╔══
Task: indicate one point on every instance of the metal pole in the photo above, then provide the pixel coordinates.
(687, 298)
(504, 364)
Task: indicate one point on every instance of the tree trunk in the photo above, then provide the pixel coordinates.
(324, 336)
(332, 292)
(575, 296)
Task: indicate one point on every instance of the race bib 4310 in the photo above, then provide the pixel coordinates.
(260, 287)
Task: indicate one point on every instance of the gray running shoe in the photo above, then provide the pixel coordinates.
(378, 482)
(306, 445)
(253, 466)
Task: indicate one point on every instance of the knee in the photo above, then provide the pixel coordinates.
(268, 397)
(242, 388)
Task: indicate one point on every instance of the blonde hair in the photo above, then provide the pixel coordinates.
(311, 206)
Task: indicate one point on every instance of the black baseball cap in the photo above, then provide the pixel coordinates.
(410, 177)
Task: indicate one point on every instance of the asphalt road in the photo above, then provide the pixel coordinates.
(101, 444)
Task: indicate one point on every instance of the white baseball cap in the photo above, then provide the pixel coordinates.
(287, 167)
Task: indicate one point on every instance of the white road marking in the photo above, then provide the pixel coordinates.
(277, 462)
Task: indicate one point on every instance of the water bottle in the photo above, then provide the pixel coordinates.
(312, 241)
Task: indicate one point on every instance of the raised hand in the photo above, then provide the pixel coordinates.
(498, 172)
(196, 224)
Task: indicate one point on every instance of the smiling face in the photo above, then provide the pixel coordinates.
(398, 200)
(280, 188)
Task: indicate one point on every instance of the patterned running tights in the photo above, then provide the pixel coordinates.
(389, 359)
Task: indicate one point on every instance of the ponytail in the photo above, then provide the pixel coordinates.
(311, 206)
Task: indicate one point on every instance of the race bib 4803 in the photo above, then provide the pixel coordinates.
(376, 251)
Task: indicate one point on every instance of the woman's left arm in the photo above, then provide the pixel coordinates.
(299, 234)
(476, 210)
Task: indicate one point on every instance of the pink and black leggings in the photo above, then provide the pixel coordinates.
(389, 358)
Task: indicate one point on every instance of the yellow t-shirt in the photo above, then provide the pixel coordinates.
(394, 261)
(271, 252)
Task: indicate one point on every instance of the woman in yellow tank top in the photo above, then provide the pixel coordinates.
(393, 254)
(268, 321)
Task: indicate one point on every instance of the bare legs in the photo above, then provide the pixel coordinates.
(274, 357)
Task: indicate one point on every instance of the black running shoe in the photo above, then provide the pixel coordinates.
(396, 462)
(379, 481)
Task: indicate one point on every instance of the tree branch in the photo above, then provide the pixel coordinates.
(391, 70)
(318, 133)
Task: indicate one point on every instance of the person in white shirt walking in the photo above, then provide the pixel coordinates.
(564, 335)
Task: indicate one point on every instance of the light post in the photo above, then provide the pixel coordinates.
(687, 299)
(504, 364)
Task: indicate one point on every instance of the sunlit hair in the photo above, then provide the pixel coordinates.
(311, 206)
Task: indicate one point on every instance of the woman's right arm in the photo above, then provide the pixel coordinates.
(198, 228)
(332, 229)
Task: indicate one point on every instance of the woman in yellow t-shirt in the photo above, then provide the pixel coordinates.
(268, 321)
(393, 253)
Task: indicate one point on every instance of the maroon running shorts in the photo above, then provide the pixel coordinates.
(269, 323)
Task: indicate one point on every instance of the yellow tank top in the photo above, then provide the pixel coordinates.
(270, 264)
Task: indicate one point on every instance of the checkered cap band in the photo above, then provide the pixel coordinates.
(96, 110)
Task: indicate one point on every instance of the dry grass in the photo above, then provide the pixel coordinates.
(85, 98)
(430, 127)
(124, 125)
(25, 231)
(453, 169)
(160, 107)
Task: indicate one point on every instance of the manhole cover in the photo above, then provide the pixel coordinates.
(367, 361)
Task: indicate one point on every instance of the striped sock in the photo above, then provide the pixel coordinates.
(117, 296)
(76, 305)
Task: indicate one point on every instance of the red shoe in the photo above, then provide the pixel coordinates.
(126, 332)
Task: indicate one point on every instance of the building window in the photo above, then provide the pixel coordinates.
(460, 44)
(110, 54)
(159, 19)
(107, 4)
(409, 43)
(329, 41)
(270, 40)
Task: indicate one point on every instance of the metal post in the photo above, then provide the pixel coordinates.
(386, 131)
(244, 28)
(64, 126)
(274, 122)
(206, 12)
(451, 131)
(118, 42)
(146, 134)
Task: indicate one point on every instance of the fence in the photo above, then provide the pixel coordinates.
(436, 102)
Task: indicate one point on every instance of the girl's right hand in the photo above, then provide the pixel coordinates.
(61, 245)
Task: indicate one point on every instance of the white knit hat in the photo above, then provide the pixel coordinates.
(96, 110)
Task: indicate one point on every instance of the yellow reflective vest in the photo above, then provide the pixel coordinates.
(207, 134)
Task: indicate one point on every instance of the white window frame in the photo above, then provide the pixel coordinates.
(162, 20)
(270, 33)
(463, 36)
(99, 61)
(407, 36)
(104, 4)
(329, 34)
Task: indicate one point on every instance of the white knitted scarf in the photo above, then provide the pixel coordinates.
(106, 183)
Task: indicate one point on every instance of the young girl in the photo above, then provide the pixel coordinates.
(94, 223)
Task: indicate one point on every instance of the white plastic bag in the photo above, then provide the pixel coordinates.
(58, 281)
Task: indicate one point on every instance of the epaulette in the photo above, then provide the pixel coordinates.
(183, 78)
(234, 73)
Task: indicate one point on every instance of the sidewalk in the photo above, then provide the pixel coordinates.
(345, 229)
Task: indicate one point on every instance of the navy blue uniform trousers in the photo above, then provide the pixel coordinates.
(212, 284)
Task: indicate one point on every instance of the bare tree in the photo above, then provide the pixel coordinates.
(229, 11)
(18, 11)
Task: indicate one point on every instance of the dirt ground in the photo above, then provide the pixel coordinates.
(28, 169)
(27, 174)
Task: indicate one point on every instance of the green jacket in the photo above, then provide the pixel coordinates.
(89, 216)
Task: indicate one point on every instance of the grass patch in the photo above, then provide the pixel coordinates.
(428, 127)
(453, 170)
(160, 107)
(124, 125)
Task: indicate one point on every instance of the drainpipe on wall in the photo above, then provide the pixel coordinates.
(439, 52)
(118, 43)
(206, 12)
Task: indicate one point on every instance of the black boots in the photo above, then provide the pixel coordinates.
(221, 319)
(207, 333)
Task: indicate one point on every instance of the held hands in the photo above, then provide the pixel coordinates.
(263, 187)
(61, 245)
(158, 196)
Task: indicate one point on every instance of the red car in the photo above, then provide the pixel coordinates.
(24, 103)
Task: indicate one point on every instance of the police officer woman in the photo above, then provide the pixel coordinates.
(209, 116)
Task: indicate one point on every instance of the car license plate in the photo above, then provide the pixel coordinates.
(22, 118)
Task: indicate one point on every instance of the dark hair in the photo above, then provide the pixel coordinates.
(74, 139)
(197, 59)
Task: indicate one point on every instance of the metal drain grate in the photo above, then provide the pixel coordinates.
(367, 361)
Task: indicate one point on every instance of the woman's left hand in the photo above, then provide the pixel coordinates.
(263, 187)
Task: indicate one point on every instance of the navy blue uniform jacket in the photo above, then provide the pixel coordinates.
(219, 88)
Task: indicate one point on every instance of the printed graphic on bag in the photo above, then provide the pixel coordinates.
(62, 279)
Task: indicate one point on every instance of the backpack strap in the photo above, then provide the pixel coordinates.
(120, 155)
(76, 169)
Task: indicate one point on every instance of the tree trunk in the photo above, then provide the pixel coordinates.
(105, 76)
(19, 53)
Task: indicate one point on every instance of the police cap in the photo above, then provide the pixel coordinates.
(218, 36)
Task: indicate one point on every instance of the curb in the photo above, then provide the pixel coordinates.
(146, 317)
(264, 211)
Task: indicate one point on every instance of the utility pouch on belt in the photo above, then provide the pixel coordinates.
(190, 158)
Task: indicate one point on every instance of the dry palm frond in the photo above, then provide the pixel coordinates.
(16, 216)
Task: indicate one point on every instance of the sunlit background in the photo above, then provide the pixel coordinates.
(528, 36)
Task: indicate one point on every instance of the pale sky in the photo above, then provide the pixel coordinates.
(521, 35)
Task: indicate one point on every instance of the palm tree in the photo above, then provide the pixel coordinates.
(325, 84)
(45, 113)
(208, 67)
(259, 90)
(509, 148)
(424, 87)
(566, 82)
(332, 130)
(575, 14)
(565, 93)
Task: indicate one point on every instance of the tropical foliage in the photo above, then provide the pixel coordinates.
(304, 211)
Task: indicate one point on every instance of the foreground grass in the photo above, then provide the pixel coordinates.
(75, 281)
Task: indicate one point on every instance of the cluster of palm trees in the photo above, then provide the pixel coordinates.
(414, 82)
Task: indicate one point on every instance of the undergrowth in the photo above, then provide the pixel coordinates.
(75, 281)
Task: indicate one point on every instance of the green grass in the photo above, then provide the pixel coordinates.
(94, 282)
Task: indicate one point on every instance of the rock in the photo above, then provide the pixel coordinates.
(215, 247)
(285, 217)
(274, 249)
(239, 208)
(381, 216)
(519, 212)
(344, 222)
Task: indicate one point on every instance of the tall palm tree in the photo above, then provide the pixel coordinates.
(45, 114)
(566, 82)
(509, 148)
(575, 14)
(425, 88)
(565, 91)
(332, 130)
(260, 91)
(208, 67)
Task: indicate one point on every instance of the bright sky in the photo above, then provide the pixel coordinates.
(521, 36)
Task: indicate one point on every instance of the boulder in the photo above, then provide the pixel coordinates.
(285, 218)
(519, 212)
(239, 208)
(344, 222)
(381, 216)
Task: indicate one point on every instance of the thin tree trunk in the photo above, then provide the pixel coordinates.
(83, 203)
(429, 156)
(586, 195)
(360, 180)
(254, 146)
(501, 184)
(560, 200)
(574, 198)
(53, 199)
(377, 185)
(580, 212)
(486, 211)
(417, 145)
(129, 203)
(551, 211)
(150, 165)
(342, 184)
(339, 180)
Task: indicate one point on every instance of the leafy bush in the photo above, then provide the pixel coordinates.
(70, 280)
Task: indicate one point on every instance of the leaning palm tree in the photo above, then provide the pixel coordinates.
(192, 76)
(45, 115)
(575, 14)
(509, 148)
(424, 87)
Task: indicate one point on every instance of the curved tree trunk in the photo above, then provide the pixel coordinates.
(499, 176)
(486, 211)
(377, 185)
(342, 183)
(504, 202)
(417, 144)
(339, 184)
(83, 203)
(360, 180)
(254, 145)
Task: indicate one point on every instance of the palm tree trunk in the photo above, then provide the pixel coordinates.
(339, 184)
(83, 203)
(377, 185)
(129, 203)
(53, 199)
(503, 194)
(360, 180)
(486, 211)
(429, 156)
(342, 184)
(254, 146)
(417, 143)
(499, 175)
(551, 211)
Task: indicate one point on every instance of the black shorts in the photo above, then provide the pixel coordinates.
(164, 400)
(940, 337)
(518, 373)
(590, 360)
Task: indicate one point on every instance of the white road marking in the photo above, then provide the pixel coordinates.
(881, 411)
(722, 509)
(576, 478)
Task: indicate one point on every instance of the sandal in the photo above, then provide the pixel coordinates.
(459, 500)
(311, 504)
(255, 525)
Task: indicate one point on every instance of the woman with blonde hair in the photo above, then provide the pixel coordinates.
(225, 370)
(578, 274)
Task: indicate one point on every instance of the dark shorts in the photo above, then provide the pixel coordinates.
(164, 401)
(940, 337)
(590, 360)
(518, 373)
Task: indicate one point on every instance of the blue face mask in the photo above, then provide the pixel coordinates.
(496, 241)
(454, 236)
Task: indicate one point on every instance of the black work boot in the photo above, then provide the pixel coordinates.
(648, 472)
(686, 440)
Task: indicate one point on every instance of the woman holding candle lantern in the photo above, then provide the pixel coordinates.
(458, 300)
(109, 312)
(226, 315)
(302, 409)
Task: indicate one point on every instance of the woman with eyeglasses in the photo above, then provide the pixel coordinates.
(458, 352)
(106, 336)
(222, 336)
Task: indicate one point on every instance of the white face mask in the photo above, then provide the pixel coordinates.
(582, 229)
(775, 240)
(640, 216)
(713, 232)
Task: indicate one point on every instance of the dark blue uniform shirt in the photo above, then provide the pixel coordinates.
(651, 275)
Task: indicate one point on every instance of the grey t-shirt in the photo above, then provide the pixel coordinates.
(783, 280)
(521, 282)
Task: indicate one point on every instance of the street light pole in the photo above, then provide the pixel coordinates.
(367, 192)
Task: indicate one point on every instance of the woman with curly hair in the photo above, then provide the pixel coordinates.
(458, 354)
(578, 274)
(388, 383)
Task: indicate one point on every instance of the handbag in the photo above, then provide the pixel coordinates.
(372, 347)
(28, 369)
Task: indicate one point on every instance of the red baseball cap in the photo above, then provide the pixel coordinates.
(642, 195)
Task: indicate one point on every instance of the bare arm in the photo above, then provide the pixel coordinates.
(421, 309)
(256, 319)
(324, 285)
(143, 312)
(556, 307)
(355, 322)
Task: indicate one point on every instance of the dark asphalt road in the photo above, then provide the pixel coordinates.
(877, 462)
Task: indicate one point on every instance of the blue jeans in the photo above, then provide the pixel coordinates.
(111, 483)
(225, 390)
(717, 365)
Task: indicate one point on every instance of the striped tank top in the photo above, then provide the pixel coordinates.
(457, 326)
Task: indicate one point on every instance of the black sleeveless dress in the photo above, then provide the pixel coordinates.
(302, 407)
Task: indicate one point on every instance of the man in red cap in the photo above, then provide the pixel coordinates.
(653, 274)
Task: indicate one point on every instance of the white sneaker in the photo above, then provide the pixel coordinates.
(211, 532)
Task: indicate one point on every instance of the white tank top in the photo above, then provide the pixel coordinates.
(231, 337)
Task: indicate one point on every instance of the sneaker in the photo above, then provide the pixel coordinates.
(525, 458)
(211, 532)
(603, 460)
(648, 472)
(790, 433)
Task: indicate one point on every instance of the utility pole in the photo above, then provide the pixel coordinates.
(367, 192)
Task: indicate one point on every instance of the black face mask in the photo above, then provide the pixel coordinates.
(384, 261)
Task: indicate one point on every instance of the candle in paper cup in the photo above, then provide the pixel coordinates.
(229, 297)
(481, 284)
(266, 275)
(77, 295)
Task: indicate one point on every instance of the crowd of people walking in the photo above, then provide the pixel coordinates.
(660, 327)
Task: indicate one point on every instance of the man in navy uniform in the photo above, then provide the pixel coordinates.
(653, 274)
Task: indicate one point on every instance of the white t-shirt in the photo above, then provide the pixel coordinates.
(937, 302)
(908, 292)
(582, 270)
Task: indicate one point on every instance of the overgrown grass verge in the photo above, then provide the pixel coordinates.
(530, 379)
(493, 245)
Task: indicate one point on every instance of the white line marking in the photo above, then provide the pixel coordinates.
╚══
**What is required**:
Only the lines from the one containing "Task: indicate one point on every instance of the striped tank" to the end of the data should be printed, exactly as they stand.

**Reply**:
Task: indicate one point on every instance of the striped tank top in the photo above, then provide the pixel coordinates.
(457, 326)
Task: indicate one point on every instance of the black sleeveless dress in the photo above, then provide the pixel coordinates.
(302, 407)
Task: indicate one point on every instance of the man in red cap in the photo above, then provide the pixel coordinates.
(653, 274)
Task: indicate one point on every instance of the white sneaker in the photo above, then provide the pixel coordinates.
(211, 532)
Task: indicate one point on every instance of the white tank top in the photo above, then provide the pixel coordinates.
(231, 337)
Task: indicate one point on every instance of the sneaker in the photo above, then provide the pixel coordinates.
(525, 458)
(211, 532)
(603, 460)
(648, 472)
(790, 433)
Task: indicate one point on every instance of the utility pole in the photo above, then provide the pixel coordinates.
(367, 192)
Task: indicate one point on every instance of the black face mask in the photo above, then provide the pixel coordinates.
(384, 261)
Task: indicate one point on every instance of the candle in paper cup in the photo above, then provide the pixel coordinates.
(229, 297)
(481, 284)
(266, 275)
(77, 295)
Task: indicate one point on every instance of the crowd of people walking in the photo above, then provide the pixel coordinates.
(660, 327)
Task: indicate one point on every instance of the man in navy uniform in the photo above, then provide the pixel coordinates.
(653, 274)
Task: indicate one point on every instance of the white t-shirt in the photo above, then provide the pixel coordinates.
(937, 302)
(908, 292)
(582, 270)
Task: indicate one point on every instance of the overgrown grass verge in the photo above, then provide the pixel coordinates.
(530, 379)
(493, 245)
Task: indicate one point on every instance of the white line marking in the photo above, then provide the pixel coordinates.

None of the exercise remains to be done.